SET TASK 1:
Count the lines in the rows below that contain the string "bell", treating case as significant, and give only the number.
start SOURCE TEXT
B. Abbasnejad, R. Shabani and G. Rezazadeh
 
( Received: March 24, 2017 – Accepted in Revised Form: September 08, 2017 )
 
 

Abstract    This paper investigates the parametric excitation of a micro-pipe conveying fluid suspended between two symmetric electrodes. Electrostatically actuated micro-pipes may become unstable when the exciting voltage is greater than the pull-in value. It is demonstrated that the parametric excitation of a micro-pipe by periodic (ac) voltages may have a stabilizing effect and permit an increase of the steady (dc) component of the actuation voltage beyond the pull-in value. Mathieu type equation of the system is obtained by applying Taylor series expansion and Galerkin method to the nonlinear partial differential equation of motion. Floquet theory is used to extract the transition curves and stability margins in physical parameters space (Vdc-Vac). In addition, the stability margins are plotted in flow velocity and excitation amplitude space (u-Vac space). The results depict that the micro-pipe remains stable even if the flow velocity is more than the critical value for a certain dc voltage. For instance, in absence of the (ac) component, it is shown that pull-in voltages associated to critical velocities 3 and 6 are 14.06 and 5.4 volt, respectively. However, transition curves show that superimposing an (ac) component with forcing frequency Ω=10 increases the pull-in voltage beyond these values. Furthermore, for the present pull-in voltages the critical velocities 3 and 6 could be increases with imposing some (ac) component. These results are discussed in detail in simulation results section where the transion curves are ploted quantitatively.
end SOURCE TEXT
start SUPPLIED INFORMATION
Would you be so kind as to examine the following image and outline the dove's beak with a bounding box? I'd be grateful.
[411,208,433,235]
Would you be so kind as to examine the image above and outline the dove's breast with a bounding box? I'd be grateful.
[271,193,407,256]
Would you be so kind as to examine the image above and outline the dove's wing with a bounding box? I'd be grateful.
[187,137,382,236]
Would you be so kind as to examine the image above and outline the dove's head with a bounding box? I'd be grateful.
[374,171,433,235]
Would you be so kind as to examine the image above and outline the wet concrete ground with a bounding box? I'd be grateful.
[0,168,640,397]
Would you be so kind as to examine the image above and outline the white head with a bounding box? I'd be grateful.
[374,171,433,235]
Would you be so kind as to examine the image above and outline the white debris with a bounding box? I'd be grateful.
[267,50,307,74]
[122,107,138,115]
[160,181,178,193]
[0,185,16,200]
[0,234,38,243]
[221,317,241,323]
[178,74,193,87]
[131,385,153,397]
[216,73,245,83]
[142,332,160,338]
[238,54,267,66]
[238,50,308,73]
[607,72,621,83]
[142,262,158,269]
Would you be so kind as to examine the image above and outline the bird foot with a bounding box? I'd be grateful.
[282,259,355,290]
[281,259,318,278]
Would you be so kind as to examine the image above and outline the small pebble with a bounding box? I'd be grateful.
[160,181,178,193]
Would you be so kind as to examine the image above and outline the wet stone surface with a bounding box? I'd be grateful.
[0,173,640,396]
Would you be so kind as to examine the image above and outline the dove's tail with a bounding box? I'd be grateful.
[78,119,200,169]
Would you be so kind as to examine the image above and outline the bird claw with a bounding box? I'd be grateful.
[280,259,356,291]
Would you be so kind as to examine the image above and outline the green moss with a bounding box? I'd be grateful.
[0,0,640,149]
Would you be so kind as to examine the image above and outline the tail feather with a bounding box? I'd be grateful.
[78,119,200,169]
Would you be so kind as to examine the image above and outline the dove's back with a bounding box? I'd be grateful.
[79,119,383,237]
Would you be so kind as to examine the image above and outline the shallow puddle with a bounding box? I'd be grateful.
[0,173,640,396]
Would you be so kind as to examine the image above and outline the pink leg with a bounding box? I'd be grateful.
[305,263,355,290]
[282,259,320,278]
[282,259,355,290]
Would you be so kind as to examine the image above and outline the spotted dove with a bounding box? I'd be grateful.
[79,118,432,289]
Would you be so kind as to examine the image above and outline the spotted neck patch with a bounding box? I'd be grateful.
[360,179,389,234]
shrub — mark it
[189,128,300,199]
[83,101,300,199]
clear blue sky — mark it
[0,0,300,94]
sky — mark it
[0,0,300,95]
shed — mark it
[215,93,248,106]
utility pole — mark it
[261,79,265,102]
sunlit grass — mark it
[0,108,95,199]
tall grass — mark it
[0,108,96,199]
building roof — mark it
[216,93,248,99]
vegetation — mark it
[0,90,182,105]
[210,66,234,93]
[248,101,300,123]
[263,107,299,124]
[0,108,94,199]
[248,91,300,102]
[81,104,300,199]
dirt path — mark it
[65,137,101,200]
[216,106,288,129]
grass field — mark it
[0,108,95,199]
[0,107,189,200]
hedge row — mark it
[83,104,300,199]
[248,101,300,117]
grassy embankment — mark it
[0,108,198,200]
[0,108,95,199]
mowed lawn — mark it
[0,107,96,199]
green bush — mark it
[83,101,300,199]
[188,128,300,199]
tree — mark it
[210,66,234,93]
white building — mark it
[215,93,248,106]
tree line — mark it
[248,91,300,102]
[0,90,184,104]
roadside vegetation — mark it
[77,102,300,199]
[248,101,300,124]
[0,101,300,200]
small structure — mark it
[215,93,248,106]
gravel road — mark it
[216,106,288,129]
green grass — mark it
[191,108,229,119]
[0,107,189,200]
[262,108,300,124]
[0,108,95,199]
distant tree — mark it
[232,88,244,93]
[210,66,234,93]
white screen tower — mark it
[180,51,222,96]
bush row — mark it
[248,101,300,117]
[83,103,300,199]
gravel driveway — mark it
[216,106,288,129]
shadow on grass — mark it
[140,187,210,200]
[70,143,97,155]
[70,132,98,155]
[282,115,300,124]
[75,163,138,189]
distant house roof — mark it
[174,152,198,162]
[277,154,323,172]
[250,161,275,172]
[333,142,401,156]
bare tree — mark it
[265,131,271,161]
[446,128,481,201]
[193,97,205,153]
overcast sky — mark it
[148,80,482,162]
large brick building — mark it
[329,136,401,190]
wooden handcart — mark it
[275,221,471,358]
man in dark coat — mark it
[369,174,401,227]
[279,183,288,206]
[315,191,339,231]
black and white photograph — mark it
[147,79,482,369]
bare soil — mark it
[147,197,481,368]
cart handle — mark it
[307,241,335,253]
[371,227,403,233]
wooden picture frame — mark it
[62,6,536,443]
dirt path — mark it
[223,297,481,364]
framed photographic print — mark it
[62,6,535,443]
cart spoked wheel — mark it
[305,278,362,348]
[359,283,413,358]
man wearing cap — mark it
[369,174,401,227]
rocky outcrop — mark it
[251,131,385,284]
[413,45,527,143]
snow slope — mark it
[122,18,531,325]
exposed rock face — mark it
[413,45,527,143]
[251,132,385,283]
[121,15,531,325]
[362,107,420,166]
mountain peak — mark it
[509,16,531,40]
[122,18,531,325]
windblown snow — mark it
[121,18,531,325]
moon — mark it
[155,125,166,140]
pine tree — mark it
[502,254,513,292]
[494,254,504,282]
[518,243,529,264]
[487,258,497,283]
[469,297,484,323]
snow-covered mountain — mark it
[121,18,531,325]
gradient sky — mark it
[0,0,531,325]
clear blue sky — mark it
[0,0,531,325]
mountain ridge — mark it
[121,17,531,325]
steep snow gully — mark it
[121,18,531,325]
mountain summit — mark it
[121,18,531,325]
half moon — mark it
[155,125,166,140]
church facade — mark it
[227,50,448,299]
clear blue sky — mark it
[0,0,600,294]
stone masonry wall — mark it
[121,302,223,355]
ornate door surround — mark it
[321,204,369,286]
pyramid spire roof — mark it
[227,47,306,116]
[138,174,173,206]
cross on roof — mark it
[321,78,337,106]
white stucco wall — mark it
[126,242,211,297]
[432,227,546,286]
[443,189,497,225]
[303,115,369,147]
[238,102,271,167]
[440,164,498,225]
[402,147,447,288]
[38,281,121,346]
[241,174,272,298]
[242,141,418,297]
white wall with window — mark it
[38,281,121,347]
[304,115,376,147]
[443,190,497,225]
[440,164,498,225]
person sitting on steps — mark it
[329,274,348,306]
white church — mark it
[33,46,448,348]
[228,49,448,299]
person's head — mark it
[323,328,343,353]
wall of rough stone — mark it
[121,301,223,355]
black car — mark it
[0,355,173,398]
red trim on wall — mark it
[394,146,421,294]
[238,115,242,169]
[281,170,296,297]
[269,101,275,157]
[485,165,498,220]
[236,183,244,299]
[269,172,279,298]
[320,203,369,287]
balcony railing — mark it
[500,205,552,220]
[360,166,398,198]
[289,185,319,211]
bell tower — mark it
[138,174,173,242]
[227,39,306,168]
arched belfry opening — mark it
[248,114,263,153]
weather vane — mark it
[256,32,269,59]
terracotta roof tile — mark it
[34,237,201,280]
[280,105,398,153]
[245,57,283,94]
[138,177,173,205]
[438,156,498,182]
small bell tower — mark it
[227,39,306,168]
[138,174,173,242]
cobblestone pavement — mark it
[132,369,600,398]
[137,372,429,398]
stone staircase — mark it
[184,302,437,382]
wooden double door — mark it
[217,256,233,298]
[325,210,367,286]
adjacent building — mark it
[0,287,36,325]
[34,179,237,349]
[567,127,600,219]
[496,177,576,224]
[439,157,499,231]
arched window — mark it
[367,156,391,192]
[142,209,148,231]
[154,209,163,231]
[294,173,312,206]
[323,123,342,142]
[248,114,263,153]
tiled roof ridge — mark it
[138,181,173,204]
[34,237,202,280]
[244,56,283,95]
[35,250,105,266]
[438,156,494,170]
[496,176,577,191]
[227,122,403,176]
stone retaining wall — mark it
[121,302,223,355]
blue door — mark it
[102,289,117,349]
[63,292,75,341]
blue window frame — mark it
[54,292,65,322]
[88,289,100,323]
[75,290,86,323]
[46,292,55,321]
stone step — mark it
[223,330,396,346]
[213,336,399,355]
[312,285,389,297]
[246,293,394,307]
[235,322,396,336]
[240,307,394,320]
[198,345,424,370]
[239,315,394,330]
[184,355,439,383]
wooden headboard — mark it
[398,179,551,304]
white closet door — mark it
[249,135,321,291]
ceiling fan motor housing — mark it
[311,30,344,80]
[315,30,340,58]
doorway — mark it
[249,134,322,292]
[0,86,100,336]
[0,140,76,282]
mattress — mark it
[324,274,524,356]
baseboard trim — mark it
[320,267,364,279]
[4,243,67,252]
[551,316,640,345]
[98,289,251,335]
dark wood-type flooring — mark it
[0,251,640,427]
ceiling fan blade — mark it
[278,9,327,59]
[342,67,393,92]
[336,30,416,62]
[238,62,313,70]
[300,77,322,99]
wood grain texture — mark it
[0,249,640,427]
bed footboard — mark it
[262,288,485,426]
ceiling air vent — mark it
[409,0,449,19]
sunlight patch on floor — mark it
end SUPPLIED INFORMATION
SET TASK 2:
Please state the pull-in voltage that the abstract above gives for critical velocity 6 when there is no ac component.

EXPECTED OUTPUT 1:
2

EXPECTED OUTPUT 2:
5.4 volts.